▶ [Short problem]
Copy verbatim the part of the listing below that starts with the line containing "Find the girl's folded" and ends with the line containing "[(432, 446), (185, 661)]", both of those lines included.

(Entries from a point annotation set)
§

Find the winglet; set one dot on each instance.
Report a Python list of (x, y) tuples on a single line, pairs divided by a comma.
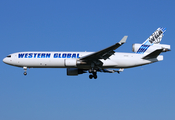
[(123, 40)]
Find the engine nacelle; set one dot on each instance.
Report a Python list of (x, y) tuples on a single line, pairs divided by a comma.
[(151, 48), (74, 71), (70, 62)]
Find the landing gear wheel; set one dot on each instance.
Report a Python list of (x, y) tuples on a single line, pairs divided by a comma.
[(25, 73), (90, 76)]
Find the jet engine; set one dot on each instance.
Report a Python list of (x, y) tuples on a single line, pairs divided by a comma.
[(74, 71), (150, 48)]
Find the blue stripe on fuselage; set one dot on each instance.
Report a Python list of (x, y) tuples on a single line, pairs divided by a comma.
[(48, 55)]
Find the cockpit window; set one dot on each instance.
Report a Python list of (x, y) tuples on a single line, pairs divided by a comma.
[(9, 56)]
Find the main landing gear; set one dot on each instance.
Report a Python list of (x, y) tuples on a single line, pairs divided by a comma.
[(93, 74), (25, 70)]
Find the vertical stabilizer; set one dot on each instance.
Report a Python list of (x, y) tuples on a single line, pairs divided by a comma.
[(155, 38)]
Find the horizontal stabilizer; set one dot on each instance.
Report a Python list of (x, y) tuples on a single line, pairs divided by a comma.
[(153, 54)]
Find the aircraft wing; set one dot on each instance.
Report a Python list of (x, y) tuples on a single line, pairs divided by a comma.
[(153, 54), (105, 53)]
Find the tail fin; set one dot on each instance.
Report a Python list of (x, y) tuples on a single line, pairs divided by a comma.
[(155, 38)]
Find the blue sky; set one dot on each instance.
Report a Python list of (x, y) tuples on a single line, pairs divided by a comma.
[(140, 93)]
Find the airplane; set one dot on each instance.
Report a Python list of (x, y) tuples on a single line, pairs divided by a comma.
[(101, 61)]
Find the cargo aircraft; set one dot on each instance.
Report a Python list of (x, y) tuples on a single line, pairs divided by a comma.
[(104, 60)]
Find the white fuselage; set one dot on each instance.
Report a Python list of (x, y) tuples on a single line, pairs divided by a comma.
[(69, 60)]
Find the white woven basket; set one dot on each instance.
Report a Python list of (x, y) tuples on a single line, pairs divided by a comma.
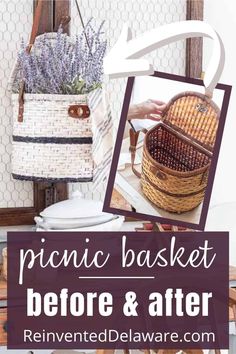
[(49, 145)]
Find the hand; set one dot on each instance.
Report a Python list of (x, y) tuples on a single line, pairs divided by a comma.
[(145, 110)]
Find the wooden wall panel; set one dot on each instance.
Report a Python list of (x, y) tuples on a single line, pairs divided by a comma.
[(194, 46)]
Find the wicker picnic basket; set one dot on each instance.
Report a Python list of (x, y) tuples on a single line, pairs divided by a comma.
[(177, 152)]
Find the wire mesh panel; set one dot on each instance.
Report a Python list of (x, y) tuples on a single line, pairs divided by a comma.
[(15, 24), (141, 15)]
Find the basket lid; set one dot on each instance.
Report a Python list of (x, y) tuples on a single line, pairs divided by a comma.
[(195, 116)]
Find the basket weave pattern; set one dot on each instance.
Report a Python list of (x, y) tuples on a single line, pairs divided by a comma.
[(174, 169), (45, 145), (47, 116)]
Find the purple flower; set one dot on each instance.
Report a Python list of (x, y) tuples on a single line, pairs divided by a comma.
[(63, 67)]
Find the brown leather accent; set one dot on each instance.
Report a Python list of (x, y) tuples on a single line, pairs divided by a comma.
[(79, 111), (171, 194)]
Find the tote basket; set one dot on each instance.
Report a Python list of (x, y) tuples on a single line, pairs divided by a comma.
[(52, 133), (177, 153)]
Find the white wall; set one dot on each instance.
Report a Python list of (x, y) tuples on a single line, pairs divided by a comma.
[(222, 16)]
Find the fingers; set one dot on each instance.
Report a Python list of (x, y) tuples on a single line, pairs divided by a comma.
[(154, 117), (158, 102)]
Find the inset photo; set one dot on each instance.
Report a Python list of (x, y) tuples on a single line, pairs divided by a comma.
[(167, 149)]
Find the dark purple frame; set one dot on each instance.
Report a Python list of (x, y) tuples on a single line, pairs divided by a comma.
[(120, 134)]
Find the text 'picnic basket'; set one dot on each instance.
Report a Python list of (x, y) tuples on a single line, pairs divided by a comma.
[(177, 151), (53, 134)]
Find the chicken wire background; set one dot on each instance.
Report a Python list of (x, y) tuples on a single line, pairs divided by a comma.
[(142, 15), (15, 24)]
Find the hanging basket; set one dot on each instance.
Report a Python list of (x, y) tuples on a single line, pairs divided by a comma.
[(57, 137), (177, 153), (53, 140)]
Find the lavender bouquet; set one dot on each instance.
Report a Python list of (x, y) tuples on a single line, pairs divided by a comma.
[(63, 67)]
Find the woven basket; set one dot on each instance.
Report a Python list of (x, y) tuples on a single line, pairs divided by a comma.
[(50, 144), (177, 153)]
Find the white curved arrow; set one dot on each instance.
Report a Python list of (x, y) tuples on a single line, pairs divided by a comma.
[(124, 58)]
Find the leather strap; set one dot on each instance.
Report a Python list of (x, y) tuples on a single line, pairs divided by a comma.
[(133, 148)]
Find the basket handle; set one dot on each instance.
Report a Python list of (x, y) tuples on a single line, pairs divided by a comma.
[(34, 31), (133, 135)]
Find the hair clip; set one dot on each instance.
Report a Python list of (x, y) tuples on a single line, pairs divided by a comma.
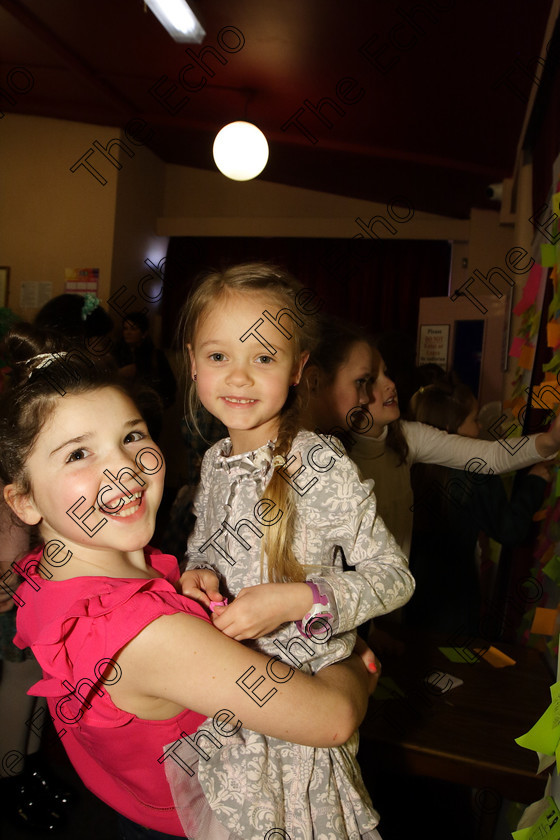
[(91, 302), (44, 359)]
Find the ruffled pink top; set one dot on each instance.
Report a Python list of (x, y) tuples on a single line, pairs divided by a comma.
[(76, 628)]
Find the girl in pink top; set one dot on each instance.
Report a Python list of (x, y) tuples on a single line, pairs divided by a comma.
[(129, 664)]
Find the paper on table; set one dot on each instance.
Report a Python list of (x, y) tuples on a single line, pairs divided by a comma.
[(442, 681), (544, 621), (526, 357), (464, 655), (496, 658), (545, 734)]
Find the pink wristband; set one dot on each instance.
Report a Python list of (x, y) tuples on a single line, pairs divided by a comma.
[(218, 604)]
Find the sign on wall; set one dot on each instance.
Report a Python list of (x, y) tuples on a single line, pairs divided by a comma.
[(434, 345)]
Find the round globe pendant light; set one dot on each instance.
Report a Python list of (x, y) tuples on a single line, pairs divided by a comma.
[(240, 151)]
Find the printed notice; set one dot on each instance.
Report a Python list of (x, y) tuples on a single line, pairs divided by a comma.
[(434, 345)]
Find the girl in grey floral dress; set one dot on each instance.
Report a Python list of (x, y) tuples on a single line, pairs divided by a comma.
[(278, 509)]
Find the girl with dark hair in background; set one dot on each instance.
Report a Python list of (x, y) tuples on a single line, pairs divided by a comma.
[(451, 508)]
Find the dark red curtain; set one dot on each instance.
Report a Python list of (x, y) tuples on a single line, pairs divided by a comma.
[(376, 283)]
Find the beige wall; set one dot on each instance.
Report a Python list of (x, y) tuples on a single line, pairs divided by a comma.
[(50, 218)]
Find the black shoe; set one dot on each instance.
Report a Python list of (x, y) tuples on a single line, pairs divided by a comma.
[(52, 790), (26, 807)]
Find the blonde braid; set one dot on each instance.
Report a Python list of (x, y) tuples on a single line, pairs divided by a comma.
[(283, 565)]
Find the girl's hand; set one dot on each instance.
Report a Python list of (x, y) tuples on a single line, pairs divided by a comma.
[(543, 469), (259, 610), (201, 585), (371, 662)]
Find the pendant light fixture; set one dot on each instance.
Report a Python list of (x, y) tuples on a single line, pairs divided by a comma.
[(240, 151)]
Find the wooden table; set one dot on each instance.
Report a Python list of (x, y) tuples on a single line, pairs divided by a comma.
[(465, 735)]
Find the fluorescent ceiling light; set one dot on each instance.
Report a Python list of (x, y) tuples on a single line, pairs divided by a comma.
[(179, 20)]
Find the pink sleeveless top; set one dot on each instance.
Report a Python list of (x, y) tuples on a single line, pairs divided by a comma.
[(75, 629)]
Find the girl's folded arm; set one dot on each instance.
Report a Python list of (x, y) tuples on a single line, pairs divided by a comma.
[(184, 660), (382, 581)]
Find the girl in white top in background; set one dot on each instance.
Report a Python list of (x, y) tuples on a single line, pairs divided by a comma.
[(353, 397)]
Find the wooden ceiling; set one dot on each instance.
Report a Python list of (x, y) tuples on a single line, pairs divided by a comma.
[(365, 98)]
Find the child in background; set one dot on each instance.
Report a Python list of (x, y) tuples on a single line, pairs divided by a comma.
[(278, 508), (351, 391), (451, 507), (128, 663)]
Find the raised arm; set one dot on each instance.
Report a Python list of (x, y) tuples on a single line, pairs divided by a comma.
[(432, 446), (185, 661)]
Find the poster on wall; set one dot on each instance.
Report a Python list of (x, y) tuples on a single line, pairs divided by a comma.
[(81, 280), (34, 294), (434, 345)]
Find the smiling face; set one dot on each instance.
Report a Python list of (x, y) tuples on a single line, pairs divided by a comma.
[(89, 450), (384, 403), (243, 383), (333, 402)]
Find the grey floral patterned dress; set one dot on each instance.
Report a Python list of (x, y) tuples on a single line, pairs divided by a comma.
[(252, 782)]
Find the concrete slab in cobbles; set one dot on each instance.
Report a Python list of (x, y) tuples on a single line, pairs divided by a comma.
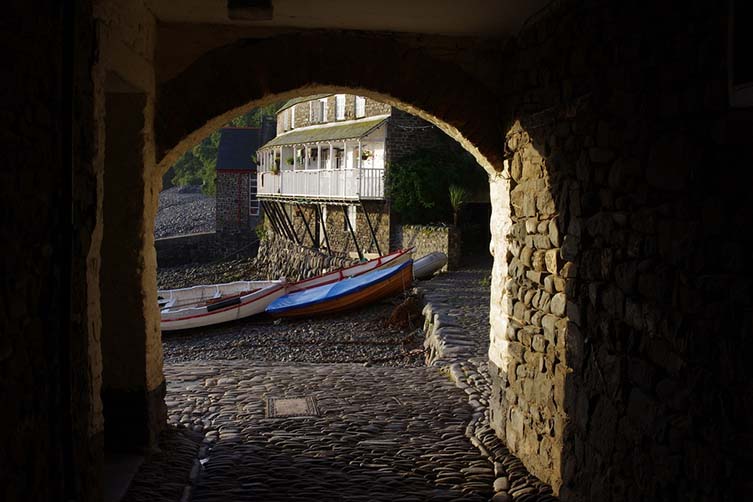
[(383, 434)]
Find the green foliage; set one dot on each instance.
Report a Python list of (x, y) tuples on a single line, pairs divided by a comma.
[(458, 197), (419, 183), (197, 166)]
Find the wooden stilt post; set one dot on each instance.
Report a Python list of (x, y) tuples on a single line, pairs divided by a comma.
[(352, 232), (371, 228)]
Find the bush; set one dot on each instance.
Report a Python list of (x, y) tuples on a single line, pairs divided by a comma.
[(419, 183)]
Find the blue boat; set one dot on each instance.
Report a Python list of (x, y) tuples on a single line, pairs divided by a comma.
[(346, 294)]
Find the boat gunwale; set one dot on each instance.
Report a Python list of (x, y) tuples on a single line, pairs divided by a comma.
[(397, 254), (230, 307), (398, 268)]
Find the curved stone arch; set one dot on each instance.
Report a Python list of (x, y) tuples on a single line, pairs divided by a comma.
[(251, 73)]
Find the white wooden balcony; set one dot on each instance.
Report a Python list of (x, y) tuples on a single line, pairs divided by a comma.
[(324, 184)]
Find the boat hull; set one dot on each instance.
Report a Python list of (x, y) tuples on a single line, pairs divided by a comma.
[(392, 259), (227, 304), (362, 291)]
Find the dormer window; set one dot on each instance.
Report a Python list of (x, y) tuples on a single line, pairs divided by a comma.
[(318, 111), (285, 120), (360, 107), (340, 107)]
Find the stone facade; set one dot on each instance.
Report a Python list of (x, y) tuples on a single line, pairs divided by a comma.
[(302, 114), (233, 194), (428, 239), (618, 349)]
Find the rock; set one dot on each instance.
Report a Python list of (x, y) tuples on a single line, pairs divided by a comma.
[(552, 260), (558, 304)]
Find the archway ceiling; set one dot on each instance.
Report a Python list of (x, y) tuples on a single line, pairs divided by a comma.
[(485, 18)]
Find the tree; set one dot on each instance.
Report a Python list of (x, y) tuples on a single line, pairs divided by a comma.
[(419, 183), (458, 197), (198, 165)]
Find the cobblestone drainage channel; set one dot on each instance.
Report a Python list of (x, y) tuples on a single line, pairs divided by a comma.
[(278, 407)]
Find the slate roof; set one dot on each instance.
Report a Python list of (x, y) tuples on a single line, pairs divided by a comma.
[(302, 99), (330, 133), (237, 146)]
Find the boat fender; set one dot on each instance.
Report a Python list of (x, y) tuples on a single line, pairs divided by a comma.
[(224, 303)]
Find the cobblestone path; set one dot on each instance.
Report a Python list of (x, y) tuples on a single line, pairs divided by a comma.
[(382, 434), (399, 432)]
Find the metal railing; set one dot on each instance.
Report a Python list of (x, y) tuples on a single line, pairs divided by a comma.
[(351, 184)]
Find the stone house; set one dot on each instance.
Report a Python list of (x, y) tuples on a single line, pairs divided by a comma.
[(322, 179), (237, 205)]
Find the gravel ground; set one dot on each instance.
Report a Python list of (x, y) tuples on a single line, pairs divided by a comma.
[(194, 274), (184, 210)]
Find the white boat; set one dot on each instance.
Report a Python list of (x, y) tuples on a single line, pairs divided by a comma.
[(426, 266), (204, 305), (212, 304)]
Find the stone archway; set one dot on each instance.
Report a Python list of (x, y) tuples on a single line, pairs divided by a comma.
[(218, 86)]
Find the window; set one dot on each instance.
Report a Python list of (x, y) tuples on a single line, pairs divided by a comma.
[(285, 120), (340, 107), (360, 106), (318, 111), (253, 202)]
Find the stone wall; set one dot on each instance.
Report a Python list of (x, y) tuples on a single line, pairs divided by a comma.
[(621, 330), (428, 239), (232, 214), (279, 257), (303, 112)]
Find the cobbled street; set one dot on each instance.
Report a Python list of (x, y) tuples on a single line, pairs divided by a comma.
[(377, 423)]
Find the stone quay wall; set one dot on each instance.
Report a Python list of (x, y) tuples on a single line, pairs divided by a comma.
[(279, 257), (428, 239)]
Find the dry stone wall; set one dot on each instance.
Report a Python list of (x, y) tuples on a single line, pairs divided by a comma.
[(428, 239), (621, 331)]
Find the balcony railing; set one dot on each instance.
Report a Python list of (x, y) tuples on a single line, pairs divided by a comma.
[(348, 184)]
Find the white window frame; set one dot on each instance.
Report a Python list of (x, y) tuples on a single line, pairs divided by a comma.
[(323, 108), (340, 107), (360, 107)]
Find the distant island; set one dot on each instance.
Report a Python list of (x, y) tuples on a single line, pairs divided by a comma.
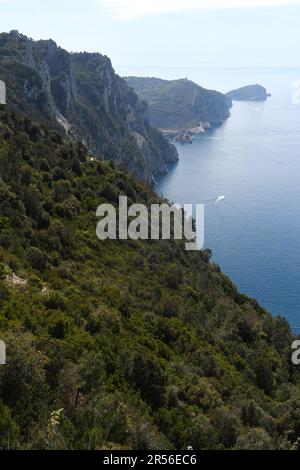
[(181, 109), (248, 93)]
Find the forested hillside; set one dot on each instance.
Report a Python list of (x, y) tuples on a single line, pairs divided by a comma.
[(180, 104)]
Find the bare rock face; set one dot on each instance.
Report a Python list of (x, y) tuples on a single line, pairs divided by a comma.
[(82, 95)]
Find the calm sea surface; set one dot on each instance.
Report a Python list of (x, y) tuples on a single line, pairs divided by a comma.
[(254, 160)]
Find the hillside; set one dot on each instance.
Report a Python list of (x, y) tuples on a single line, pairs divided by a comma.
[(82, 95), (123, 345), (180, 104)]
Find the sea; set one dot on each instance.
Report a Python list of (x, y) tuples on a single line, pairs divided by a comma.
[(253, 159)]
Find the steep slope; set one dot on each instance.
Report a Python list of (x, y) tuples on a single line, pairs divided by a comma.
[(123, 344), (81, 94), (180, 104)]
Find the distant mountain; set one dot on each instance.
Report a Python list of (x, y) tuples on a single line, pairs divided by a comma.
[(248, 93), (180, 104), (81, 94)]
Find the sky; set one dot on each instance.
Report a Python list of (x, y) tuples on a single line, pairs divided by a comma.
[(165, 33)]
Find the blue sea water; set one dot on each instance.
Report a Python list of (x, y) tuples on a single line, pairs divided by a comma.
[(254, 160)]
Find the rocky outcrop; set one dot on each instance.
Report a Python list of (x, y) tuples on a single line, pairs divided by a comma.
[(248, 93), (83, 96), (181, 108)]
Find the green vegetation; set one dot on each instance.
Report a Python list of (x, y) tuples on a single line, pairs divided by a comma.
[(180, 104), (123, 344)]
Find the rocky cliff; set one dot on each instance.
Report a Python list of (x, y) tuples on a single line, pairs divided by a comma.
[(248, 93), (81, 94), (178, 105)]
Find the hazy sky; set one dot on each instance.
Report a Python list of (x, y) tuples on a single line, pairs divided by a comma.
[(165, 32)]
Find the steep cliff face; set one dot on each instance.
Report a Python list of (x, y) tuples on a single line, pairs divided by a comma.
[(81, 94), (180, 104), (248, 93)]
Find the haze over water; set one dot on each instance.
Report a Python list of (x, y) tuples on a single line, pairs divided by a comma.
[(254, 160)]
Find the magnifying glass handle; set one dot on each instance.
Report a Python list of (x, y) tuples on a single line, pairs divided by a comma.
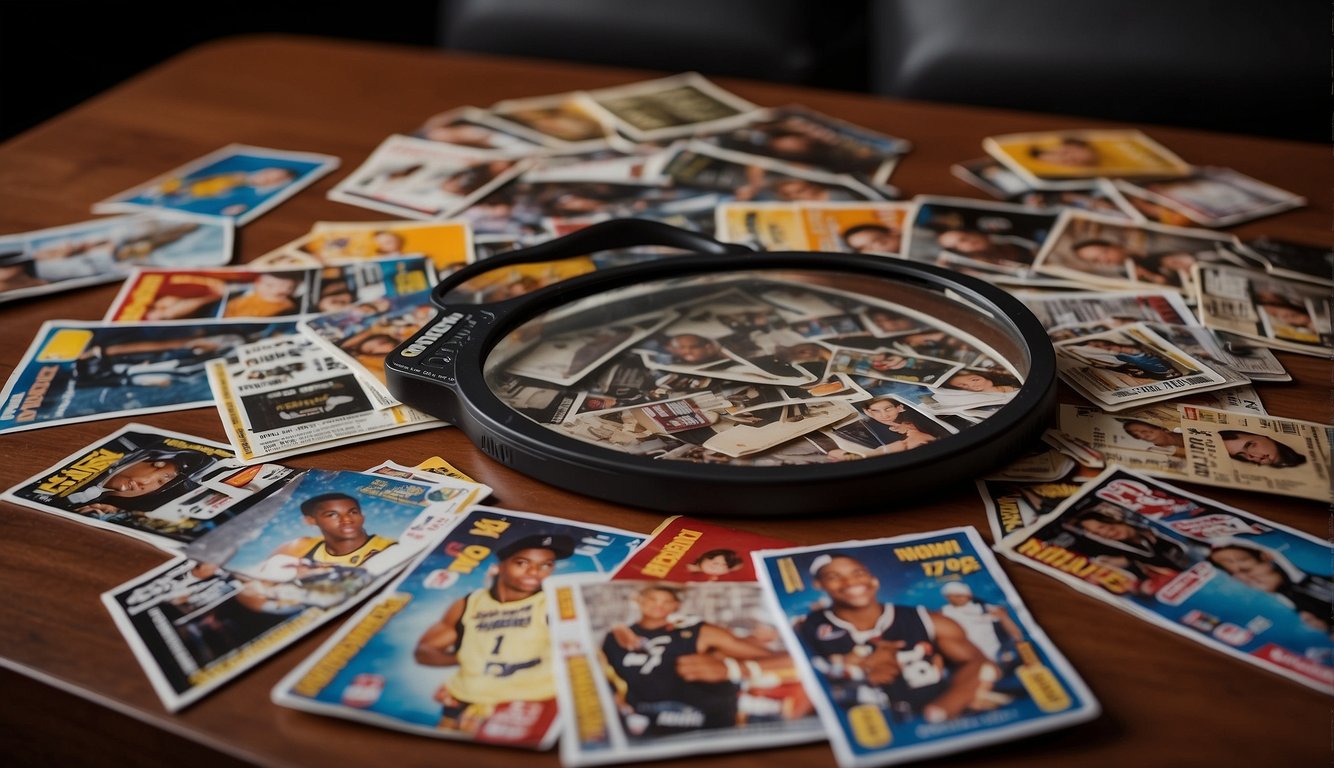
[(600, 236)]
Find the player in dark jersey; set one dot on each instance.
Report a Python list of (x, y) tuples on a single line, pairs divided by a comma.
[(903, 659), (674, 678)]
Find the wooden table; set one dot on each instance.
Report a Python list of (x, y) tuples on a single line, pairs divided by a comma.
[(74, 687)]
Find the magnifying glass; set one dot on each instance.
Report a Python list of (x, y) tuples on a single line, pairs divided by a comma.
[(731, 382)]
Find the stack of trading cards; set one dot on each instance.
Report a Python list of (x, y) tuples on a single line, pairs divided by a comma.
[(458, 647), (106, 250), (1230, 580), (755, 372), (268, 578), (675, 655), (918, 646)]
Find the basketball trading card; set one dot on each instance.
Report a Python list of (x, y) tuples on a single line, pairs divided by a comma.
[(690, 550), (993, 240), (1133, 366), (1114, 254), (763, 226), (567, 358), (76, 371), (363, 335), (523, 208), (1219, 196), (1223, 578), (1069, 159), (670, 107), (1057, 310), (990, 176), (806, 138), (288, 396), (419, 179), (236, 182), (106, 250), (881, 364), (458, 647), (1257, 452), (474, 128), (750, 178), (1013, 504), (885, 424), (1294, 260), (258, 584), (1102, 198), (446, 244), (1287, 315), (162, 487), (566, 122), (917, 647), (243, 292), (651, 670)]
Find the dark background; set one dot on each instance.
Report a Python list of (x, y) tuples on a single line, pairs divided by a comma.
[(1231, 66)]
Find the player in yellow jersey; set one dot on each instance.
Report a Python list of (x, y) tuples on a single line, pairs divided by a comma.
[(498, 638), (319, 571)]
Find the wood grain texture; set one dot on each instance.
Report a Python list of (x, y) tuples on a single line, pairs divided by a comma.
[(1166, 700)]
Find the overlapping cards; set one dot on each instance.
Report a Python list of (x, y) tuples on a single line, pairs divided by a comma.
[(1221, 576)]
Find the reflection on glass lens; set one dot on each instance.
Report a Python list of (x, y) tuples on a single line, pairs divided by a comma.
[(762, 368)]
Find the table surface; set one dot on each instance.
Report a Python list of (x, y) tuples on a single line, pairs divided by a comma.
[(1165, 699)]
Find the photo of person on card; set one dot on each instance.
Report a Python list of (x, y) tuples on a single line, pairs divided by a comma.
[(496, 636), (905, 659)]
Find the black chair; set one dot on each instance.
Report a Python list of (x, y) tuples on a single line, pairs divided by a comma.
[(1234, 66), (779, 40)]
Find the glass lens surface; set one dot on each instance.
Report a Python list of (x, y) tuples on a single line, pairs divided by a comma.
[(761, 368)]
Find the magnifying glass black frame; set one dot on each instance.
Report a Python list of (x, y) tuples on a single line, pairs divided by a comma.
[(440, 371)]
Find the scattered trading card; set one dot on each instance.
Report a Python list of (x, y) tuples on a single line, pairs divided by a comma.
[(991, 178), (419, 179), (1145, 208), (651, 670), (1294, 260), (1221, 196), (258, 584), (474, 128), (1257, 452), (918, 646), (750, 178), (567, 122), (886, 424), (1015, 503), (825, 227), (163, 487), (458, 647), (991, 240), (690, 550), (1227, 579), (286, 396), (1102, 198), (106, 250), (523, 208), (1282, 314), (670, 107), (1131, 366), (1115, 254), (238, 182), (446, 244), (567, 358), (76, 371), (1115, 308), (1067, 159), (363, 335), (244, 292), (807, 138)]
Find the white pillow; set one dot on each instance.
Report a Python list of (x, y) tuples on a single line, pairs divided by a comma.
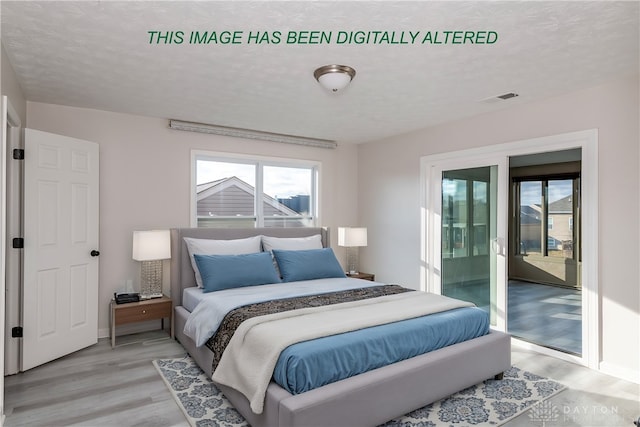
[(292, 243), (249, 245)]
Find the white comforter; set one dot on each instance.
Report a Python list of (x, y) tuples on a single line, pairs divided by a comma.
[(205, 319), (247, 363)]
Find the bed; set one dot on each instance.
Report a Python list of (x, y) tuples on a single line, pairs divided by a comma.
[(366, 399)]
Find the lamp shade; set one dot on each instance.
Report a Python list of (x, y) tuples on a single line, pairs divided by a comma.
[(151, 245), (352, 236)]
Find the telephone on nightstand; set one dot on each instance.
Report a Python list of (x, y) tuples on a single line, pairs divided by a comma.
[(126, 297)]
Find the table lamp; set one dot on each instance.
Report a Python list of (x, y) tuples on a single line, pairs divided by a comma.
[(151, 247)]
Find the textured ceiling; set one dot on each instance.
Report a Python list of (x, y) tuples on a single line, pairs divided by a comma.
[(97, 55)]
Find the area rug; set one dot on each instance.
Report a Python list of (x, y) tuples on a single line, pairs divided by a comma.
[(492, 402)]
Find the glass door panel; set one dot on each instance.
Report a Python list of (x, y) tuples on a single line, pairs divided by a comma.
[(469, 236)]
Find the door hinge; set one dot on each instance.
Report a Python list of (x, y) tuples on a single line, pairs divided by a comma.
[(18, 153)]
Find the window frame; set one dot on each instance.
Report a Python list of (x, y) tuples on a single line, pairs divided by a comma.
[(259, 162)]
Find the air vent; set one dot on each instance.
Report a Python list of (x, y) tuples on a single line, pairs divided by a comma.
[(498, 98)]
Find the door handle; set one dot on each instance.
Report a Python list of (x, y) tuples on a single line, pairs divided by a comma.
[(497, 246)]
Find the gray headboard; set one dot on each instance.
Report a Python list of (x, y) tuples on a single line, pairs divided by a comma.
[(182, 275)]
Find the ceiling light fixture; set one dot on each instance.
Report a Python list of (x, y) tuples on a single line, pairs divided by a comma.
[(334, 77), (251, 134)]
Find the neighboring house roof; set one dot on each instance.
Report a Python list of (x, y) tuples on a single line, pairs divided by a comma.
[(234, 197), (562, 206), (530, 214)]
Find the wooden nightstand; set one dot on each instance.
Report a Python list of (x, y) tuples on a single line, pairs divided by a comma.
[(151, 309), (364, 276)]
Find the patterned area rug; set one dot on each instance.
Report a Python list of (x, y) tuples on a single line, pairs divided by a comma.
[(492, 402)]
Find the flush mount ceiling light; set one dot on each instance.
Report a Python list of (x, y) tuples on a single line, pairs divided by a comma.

§

▶ [Answer to this task]
Find the girl's folded arm; set one dot on each instance.
Report a Python list of (x, y) tuples on a single line, pairs divided by a comma.
[(184, 660), (382, 581)]
Find the girl in white top in background; set one dot on each instance.
Report a Python list of (x, y) tuples on a single line, pairs divided by a comma.
[(353, 397)]
Find the wooden ceiling; set one dot on each instance.
Report a Python list of (x, y) tuples on a single line, pairs divided by a comma.
[(365, 98)]
Find the child in background; set one dot on each instance.
Report a Python list of (x, y) tuples on a single line, pairs divided by a comma.
[(278, 508), (351, 391), (451, 507), (128, 663)]
Find the raised arm; set one dot on each instance.
Report a Python list of (x, y) tuples on a single line, pairs divided by a comma.
[(432, 446), (185, 661)]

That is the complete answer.